Given text -
··········
In the Inland Empire, Freeway Overpasses Can Win Urban Planning Awards

Such a beautiful site! This freeway interchange pays tribute to the nearby Air Force base. Image: Falcon Engineering Services
This freeway interchange offers eye candy for jet pilots using the nearby March Air Reserve base. Image: Falcon Engineering Services

The American Planning Association advocates for excellence in planning. But to judge from the awards given by its Inland Empire chapter, sometimes the notion of “excellence” is in the eye of the local beholder. The chapter gave its 2015 Urban Design Award to a sprawling freeway interchange where Van Buren Boulevard crosses over I-215 in Riverside.

As Jason Arango points out on GJEL’s blog, there are a lot absurdities about this award:

  1. It’s not urban–the overpass is located in the middle of a field.
  2. It ignores walking and biking. For pedestrians, there is one long 90-foot crosswalk. For bicyclists, there’s a bike lane –in only one direction–that requires bike riders to cross two lanes of accelerating freeway onramp traffic.
  3. There is literally nothing special about it, says Arango. “Some airplane designs that are barely visible from the freeway pay tribute to the nearby Air Force base. But that’s it. . .If anything, it embodies and reinforces the status quo.”

Furthermore , writes Arango:

By giving this project a Best Urban Design Award, the APA Inland Empire Chapter is encouraging a precedent of dangerous, automobile-centric 1950s design that doesn’t meet the needs of 21st century cities. While the safety hazards of this design might not seem to matter that much, it’s going to last a long time. If the Inland Empire continues to develop in a sprawling, car-centric manner (like the APA Chapter seems to encourage), this interchange could ultimately serve as yet another barrier to active transportation.

Boo, Inland Empire APA. If your vision to be “leaders in initiatives regarding the economy, environment, and equity,” is truly “the measure by which we want to be judged,” as the APA website claims, then we’re judging. And this award is a fail.

Note: GJEL are sponsors of Streetsblog San Francisco. We were first alerted to this story on Twitter.

29 thoughts on In the Inland Empire, Freeway Overpasses Can Win Urban Planning Awards

  1. I’m guessing that because of the fact that they’ve included the “we’ll notify Caltrans to move the bridge” clause, they’ll claim that it isn’t severed. I’m also extremely interested in the latter tactic, but the comment period for the EIR/EIS already closed quite some time ago, so I’m not sure how receptive to suggestions they will be.

  2. It’s a cool looking design, but I do agree with the tone of the article that it seems too car-focused with little regard for pedestrians and cyclists. Of course, car-centric design is endemic to pretty much all of the Inland Empire.

  3. Let’s keep building massive care infra so as to pass off the external costs of travel to everyone else…weeeeeeeeeeeee!
··········
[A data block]
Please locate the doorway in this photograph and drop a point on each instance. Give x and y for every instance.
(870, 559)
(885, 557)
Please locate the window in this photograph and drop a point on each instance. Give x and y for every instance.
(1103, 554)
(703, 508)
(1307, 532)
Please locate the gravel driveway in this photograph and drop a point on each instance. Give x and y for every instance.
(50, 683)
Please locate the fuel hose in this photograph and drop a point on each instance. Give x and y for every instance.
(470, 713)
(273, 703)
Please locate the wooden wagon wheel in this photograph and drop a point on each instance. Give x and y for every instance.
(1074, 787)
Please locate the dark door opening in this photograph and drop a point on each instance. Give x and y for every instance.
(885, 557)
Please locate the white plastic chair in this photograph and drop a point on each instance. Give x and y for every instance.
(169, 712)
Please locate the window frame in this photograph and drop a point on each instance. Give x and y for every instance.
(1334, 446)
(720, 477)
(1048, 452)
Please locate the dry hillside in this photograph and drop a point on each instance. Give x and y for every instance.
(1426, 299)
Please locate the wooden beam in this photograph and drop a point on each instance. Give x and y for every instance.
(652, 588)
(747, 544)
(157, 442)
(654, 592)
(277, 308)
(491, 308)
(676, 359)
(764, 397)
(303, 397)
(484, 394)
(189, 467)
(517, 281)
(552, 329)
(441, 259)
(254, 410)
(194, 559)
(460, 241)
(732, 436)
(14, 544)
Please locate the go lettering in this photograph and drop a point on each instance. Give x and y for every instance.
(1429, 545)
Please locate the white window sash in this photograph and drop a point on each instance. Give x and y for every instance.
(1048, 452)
··········
Task details - Write what comes next in the article about the Inland Empire freeway interchange award, picking up after its final sentence. You will not need any of the items to complete the work.

Result of the task -
  4. “I’d much rather see a larger-scale movement toward either slow-speed streets or separated facilities that are worth using.”

    I would too, but I haven’t yet got my Dutch visa. The US hates change too much to accept that. A properly buffered bike lane with physical separation is still pretty good.

  5. I’m not a big fan of bike lanes at all. The presence of a bike lane means that the road has been designed wrong. They’re a poor excuse for bike infrastructure as they are by necessity, located on roadways designed for moving motor vehicles. That is not optimal for biking and putting bikes on the edge of that is perhaps the worst idea ever; the shoulder is designed for errant vehicle recovery, not vulnerable user conveyance. I’d much rather see a larger-scale movement toward either slow-speed streets or separated facilities that are worth using.

  6. The retrofits are cool for the older communities, but in new-build communities, I expect nothing less than Dutch-quality bikeways. I comment to that effect on EIRs, though it still gets pushback for being “not to standard” or “outside the scope”. A couple developments have proposed Class I paths wide sidewalks as bikeways, but they lack true understanding of how to design bikeways for bikes and based on the designs, also never bothered to realize what Class I standards even call for. Comments to the effect of creating a bikeway network with grade separations during the site preparation stage of a project have thus far not been able to provide any relief as those things are all seen as extra.

    Another huge issue are the trip generation standards. They use absurd numbers like an average of seven round trips a day for each unit at an apartment complex or SFR. As such, plans for 500 units would be expected to dump 3 500 more vehicles per day onto the roads, which in turn hits the LOS-based CEQA standards and leads to more lanes, especially at intersections. Even at the expense of sidewalks, bikeways, and transit facilities. With the standards setting the numbers, alternatives can’t even really be considered to actually be alternatives for purposes of the traffic analyses at present. The cities love it, especially out here, because that’s how they fund the Ponzi scheme (e.g. look at the attached horizon year map for LOS on the City of Perris’ roadways).

    That’s why the VMT-based standards will be so crucial: they will force developers and traffic engineers to actively look at ways to reduce that seven down to a two or three. At that point, I expect that they’ll finally start to look at providing bikeways that people, even VCers, will want and prefer to ride and let their kids ride. Unfortunately, it sounds like the VMT standards probably won’t be in effect until 2018 or so at the earliest. Unless a developer can wrangle change out of a city/county on their own, it’ll likely be at least 2022 before we even begin to see the first VMT-based developments hit the ground out here. Though I do expect AB 32’s 2020 targets to cause quite a bit of a stir out here because I have my doubts that they will be met. The need for other solutions might become pressing.

  7. I’m actually conflicted about EV’s. I like the lower emissions (and noise – as someone who lives near a busy street I hate engine noise), but I worry that the cheap driving they enable will only make sprawl worse. Something like car2go becoming more widespread would be awesome, though. Imagine zipcar but with one-way rentals. In time it could be autonomous vehicles as well.

    Though this is all, at best, a poor compromise. I really just want bike lanes and a dense neighborhood that doesn’t have two ton death machines (Elon Musk’s words!) hurtling through it.

  8. EVs, however, have a higher upfront cost than gasmobiles. Though used EVs may help with that, it’ll take a while, because right now used EVs are attractive to people who would otherwise buy *new* gasmobiles.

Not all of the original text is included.